Exercises:
1. Please answer these from the post on mortgage rates and durable goods:
(a) To what level did rates for a 30-year fixed mortgage drop?
(b) How long are durable goods built to last?
(c) For how many straight months had durable goods orders declined before they rose?
2. Continue the post on mortgage rates and durable goods orders, picking up after its final sentence.

Selected text:
March 25th, 2009
10:20 AM ET

Wednesday money...

[cnn-photo-caption image=http://i2.cdn.turner.com/cnn/2009/images/03/25/art.fed.meeting.jpg]

Ali Velshi
CNN Chief Business Correspondent

What we saw happen in the hours after the Fed injected a trillion dollars into the economy last Wednesday was confirmed today.  Rates for a 30-year fixed mortgage dropped to 4.63%.

"Mortgage rates fell sharply to low levels not seen in six decades following the Federal Reserve's announcement on the Treasury bond and mortgage-backed securities purchase programs," the Mortgage Banker's Association reports.

But that's not all: on TOP of the uptick we saw on Monday in existing home sales, and on TOP of the banking plan that was finally detailed on Monday, orders for durable good were up.  Durable goods are manufactured goods that are built to last more than 3 years.  Everything from washing machines to military equipment.

After six straight months of decline, orders for durable goods suddenly rose, and rose unexpectedly.

Recorded information:
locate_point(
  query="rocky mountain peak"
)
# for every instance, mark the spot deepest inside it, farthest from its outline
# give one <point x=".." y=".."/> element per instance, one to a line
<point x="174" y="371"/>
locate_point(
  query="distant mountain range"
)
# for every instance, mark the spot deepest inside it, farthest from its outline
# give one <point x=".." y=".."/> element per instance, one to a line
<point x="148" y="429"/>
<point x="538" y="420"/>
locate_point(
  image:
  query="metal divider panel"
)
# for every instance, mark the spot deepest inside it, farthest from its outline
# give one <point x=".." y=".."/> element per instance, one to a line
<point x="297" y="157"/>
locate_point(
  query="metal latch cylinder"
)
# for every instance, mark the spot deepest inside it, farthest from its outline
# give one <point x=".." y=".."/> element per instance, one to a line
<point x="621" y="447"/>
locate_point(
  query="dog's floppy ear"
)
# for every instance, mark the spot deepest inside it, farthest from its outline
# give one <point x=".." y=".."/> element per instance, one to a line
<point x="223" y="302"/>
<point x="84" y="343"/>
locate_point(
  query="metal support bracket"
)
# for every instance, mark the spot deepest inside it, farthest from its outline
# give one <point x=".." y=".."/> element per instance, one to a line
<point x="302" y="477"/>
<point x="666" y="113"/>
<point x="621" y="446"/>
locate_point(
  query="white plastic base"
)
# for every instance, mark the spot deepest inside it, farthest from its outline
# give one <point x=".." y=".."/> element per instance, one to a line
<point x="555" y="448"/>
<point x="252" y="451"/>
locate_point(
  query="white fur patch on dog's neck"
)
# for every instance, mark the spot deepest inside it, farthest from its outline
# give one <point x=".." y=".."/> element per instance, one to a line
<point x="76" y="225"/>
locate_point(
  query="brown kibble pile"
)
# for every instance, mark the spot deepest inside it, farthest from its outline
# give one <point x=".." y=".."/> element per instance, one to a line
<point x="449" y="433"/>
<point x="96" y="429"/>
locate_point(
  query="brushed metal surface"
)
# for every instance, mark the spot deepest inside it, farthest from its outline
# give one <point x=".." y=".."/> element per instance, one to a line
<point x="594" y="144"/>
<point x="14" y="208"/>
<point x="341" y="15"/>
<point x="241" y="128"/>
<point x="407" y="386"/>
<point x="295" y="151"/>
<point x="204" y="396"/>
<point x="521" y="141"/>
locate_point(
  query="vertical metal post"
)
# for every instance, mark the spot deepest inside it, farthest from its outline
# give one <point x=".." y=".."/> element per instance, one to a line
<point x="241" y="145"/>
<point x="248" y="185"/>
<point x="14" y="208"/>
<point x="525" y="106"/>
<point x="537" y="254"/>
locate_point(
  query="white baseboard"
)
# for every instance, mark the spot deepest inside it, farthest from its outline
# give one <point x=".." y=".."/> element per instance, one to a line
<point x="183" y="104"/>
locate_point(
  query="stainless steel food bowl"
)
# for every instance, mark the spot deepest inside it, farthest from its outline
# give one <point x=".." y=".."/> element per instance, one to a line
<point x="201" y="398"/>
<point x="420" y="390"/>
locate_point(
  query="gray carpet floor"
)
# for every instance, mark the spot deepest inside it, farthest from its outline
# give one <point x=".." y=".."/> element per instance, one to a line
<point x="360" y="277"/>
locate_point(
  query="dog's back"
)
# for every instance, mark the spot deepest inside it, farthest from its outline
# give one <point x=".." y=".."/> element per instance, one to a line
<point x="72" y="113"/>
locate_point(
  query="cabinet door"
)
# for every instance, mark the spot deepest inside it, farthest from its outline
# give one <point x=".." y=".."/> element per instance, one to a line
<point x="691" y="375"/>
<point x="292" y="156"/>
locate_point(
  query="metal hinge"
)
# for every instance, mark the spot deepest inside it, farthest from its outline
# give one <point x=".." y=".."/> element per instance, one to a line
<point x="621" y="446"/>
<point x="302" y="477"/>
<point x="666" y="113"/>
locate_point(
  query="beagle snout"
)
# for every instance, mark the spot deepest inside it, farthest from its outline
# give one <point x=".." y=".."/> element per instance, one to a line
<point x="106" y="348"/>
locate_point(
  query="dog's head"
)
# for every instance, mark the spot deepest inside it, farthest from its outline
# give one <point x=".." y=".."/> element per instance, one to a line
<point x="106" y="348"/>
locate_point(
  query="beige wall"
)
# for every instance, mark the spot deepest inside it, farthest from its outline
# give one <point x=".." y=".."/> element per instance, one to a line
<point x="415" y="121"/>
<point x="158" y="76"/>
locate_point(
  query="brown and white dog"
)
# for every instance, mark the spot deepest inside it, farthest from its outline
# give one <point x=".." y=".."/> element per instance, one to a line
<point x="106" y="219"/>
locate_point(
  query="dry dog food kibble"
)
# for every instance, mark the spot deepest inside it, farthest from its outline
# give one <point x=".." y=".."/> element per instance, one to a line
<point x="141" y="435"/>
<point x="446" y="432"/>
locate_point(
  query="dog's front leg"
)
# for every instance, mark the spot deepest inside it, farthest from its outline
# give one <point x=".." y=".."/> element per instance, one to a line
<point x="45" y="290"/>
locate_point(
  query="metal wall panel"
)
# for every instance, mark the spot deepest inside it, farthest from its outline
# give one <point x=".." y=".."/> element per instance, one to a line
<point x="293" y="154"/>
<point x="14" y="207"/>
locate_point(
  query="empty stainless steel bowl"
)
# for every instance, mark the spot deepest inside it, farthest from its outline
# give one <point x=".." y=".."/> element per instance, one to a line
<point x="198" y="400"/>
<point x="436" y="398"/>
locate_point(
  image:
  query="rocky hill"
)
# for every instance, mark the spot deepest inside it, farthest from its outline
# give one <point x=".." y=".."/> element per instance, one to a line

--

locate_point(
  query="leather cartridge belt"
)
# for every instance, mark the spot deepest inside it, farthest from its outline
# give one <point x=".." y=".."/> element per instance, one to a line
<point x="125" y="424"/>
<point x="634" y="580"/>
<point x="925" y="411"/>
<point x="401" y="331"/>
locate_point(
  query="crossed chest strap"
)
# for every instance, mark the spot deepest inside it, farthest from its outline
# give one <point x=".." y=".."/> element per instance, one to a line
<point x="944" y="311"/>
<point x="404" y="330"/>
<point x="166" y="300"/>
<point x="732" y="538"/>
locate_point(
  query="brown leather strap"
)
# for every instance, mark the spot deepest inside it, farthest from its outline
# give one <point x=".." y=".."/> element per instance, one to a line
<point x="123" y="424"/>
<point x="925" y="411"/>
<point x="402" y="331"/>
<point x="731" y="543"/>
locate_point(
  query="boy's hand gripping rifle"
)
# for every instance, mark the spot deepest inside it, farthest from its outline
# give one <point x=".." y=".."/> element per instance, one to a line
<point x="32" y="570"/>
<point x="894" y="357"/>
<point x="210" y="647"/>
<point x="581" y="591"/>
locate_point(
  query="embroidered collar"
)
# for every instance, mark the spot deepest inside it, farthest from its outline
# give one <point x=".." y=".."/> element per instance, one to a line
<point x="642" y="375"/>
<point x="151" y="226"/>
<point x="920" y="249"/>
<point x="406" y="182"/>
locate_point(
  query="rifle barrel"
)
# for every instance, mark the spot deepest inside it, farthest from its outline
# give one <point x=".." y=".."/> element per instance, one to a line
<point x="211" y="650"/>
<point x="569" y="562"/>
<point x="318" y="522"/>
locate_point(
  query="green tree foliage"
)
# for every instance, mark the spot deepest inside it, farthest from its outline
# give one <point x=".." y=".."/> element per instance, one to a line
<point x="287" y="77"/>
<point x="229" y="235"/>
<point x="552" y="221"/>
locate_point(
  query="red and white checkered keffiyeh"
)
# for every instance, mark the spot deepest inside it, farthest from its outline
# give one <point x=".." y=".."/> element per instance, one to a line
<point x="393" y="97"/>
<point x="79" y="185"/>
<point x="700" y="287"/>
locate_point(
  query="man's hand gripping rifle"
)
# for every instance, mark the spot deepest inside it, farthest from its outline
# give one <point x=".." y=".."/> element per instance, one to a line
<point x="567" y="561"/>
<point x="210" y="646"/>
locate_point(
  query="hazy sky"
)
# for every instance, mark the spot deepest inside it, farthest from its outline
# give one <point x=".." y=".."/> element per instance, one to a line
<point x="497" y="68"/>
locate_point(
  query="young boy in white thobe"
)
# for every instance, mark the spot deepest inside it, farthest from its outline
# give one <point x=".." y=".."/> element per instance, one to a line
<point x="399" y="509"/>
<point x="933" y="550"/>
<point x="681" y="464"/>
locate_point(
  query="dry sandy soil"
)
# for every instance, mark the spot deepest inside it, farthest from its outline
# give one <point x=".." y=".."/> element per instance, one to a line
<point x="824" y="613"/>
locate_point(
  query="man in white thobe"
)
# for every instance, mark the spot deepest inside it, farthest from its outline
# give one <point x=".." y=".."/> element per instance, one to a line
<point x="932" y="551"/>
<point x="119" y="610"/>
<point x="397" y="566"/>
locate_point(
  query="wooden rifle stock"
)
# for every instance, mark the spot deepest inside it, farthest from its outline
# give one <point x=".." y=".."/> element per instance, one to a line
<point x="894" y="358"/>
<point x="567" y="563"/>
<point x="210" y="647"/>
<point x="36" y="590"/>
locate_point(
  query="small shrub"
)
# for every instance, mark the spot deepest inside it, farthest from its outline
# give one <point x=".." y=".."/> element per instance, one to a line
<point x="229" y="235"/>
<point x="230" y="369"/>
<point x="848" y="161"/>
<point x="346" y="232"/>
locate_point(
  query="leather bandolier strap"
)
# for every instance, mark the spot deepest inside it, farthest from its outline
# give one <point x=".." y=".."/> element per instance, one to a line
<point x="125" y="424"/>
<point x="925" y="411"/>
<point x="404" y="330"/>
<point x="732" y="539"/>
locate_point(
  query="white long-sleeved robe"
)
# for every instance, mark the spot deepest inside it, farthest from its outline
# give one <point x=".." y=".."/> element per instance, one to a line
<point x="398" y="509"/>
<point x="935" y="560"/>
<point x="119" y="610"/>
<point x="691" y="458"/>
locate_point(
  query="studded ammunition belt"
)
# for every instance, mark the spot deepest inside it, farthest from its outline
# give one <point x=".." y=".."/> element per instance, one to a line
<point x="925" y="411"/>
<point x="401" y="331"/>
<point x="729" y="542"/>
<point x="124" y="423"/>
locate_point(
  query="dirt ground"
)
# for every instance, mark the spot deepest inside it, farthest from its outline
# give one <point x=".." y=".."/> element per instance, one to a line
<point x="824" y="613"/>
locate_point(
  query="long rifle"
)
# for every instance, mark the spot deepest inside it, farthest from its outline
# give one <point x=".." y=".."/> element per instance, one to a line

Exercise answers:
1.
(a) 4.63%
(b) More than 3 years
(c) Six

2.
All of these things signal some change.  Markets should react positively.  BUT, remember that as we start to regain some ground on markets, some investors will sell off to capture their gains, and choppy water could lie ahead - and, because I want to use one more analogy - the economy is an oceanliner, not a speed boat, according to the President.

Filed under: Ali Velshi • Economy • Finance • U.S. Federal Reserve
soundoff (3 Responses)
  1. Jeanette

    I didn't see that article in the Post Dispatch.. If that's true, that is really discouraging and I agree is a real slap in all of our faces. They need to make loans so our economy will heal!!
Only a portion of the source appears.